-- Start of WORKING DATA --

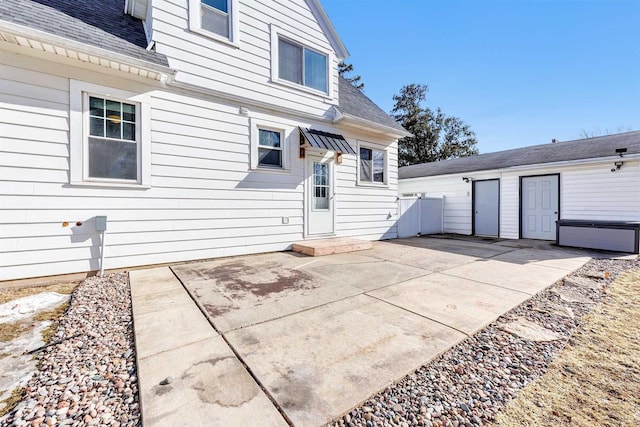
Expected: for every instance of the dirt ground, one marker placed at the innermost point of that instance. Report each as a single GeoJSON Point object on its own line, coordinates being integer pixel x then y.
{"type": "Point", "coordinates": [596, 378]}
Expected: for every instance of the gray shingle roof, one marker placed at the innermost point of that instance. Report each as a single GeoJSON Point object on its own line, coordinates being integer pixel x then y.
{"type": "Point", "coordinates": [356, 103]}
{"type": "Point", "coordinates": [100, 23]}
{"type": "Point", "coordinates": [590, 148]}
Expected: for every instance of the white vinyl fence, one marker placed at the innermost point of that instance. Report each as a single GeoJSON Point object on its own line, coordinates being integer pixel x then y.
{"type": "Point", "coordinates": [419, 215]}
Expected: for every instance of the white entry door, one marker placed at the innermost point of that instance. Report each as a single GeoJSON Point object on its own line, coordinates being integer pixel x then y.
{"type": "Point", "coordinates": [540, 207]}
{"type": "Point", "coordinates": [320, 200]}
{"type": "Point", "coordinates": [486, 207]}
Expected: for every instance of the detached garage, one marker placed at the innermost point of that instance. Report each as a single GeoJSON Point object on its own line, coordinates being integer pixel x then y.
{"type": "Point", "coordinates": [571, 192]}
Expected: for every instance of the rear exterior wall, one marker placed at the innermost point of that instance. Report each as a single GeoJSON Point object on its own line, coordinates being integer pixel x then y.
{"type": "Point", "coordinates": [204, 200]}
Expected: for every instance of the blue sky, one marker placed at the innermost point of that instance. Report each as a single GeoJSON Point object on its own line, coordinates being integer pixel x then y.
{"type": "Point", "coordinates": [518, 72]}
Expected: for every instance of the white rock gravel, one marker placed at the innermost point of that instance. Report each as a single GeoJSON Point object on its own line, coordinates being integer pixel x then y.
{"type": "Point", "coordinates": [87, 375]}
{"type": "Point", "coordinates": [25, 307]}
{"type": "Point", "coordinates": [470, 383]}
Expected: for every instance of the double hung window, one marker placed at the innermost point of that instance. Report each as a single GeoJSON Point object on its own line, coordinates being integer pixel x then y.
{"type": "Point", "coordinates": [372, 165]}
{"type": "Point", "coordinates": [302, 65]}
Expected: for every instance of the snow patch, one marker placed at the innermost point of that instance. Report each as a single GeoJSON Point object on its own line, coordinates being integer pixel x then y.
{"type": "Point", "coordinates": [23, 308]}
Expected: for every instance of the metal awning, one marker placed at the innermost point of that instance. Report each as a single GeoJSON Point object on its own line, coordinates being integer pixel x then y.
{"type": "Point", "coordinates": [324, 141]}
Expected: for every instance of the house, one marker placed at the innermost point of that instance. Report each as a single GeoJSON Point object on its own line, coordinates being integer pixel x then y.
{"type": "Point", "coordinates": [190, 129]}
{"type": "Point", "coordinates": [591, 185]}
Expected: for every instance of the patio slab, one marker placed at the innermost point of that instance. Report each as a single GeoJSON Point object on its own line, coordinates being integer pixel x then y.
{"type": "Point", "coordinates": [324, 361]}
{"type": "Point", "coordinates": [528, 278]}
{"type": "Point", "coordinates": [248, 290]}
{"type": "Point", "coordinates": [418, 257]}
{"type": "Point", "coordinates": [463, 304]}
{"type": "Point", "coordinates": [208, 386]}
{"type": "Point", "coordinates": [549, 257]}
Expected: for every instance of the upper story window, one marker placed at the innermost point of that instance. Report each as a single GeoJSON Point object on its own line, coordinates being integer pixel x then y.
{"type": "Point", "coordinates": [372, 166]}
{"type": "Point", "coordinates": [269, 147]}
{"type": "Point", "coordinates": [217, 19]}
{"type": "Point", "coordinates": [215, 16]}
{"type": "Point", "coordinates": [301, 65]}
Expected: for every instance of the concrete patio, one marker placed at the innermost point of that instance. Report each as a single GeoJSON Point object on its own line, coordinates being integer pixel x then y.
{"type": "Point", "coordinates": [283, 338]}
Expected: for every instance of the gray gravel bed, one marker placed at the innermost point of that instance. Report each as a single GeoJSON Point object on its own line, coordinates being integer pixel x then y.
{"type": "Point", "coordinates": [469, 384]}
{"type": "Point", "coordinates": [87, 376]}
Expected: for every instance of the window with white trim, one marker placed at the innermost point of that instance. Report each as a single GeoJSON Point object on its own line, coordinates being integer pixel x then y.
{"type": "Point", "coordinates": [302, 65]}
{"type": "Point", "coordinates": [113, 139]}
{"type": "Point", "coordinates": [269, 150]}
{"type": "Point", "coordinates": [109, 136]}
{"type": "Point", "coordinates": [215, 18]}
{"type": "Point", "coordinates": [372, 165]}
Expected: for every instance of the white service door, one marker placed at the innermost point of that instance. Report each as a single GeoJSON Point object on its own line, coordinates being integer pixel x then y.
{"type": "Point", "coordinates": [540, 207]}
{"type": "Point", "coordinates": [320, 200]}
{"type": "Point", "coordinates": [486, 205]}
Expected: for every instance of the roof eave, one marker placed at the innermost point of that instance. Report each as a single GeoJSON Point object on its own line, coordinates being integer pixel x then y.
{"type": "Point", "coordinates": [90, 50]}
{"type": "Point", "coordinates": [330, 31]}
{"type": "Point", "coordinates": [590, 160]}
{"type": "Point", "coordinates": [361, 123]}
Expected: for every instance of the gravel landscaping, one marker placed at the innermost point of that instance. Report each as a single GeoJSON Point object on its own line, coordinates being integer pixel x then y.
{"type": "Point", "coordinates": [87, 374]}
{"type": "Point", "coordinates": [469, 384]}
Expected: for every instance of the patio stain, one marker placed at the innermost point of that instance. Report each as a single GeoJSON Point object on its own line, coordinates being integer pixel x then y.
{"type": "Point", "coordinates": [224, 391]}
{"type": "Point", "coordinates": [260, 280]}
{"type": "Point", "coordinates": [216, 310]}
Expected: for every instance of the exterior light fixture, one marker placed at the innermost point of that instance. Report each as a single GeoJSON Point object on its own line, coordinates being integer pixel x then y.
{"type": "Point", "coordinates": [617, 165]}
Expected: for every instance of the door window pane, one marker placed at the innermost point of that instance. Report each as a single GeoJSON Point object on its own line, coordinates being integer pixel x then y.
{"type": "Point", "coordinates": [315, 70]}
{"type": "Point", "coordinates": [289, 61]}
{"type": "Point", "coordinates": [321, 188]}
{"type": "Point", "coordinates": [378, 166]}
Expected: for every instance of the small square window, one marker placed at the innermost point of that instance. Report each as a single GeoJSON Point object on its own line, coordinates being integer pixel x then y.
{"type": "Point", "coordinates": [372, 165]}
{"type": "Point", "coordinates": [301, 65]}
{"type": "Point", "coordinates": [217, 19]}
{"type": "Point", "coordinates": [269, 148]}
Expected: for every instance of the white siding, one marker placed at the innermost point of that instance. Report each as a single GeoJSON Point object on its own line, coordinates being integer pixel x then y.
{"type": "Point", "coordinates": [204, 201]}
{"type": "Point", "coordinates": [587, 191]}
{"type": "Point", "coordinates": [244, 71]}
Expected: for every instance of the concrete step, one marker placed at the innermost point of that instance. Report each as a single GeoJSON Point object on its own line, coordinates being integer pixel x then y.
{"type": "Point", "coordinates": [337, 245]}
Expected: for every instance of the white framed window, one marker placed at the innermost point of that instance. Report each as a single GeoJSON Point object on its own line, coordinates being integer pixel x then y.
{"type": "Point", "coordinates": [268, 147]}
{"type": "Point", "coordinates": [299, 65]}
{"type": "Point", "coordinates": [109, 137]}
{"type": "Point", "coordinates": [372, 165]}
{"type": "Point", "coordinates": [217, 19]}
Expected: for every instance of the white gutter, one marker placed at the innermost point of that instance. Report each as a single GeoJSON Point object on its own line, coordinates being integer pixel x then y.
{"type": "Point", "coordinates": [88, 49]}
{"type": "Point", "coordinates": [578, 162]}
{"type": "Point", "coordinates": [243, 101]}
{"type": "Point", "coordinates": [368, 124]}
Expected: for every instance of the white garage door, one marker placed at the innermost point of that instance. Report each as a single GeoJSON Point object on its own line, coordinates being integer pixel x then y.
{"type": "Point", "coordinates": [540, 207]}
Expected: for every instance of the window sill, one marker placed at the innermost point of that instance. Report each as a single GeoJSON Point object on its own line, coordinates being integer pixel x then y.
{"type": "Point", "coordinates": [271, 170]}
{"type": "Point", "coordinates": [109, 185]}
{"type": "Point", "coordinates": [302, 88]}
{"type": "Point", "coordinates": [215, 37]}
{"type": "Point", "coordinates": [373, 184]}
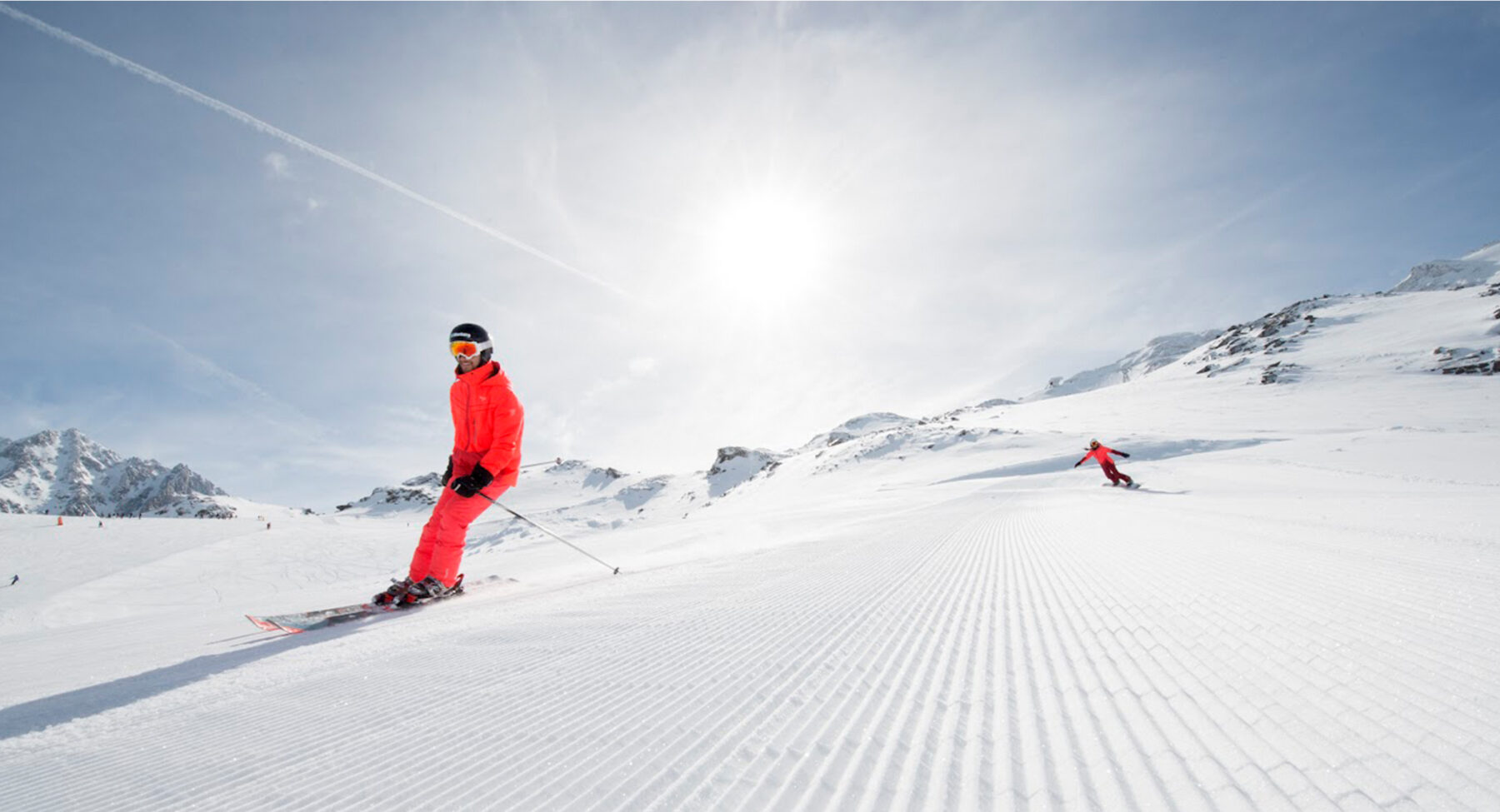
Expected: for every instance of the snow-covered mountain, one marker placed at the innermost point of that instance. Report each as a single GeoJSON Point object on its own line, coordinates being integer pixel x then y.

-- End of WORKING DATA --

CHALLENGE:
Beginning at the line that contains "Expected: for every instance of the concrete step, one", copy each remaining line of the records exactly, through the final one. Omit the pictures.

SOLUTION FOR THIS EXERCISE:
Expected: for every instance of the concrete step, one marker placed at the innermost point of that instance. Report each as a single GeoJSON Point object on its own line, coordinates being integer pixel x then y.
{"type": "Point", "coordinates": [337, 245]}
Expected: for every instance of the white framed window, one marker placed at the innermost point of that instance. Report each as a single GeoJSON Point object on its own line, coordinates being integer pixel x then y.
{"type": "Point", "coordinates": [268, 147]}
{"type": "Point", "coordinates": [299, 65]}
{"type": "Point", "coordinates": [109, 137]}
{"type": "Point", "coordinates": [372, 165]}
{"type": "Point", "coordinates": [217, 19]}
Expected: for every instance of the white gutter, one marker placed at the innermost point of that instance. Report each as a single GeoJSON Point object on its own line, coordinates being integer pixel x then y.
{"type": "Point", "coordinates": [88, 49]}
{"type": "Point", "coordinates": [578, 162]}
{"type": "Point", "coordinates": [243, 101]}
{"type": "Point", "coordinates": [368, 124]}
Expected: for every instance of the white garage door, one marker placed at the innermost point of that instance. Report each as a single GeoJSON Point object on its own line, coordinates being integer pixel x then y.
{"type": "Point", "coordinates": [540, 207]}
Expected: for every instance of the window sill, one marker placed at the innermost point of that instance. Report each as a single GeoJSON Point object on its own line, coordinates being integer pixel x then y.
{"type": "Point", "coordinates": [271, 170]}
{"type": "Point", "coordinates": [109, 185]}
{"type": "Point", "coordinates": [302, 88]}
{"type": "Point", "coordinates": [215, 37]}
{"type": "Point", "coordinates": [373, 184]}
Expected: for every instance of the snow-covered mountain, one marker placed at the innermost point of that instance. Report each as a single GeoJSON Point object on its own line, coordinates being integer pixel x then y.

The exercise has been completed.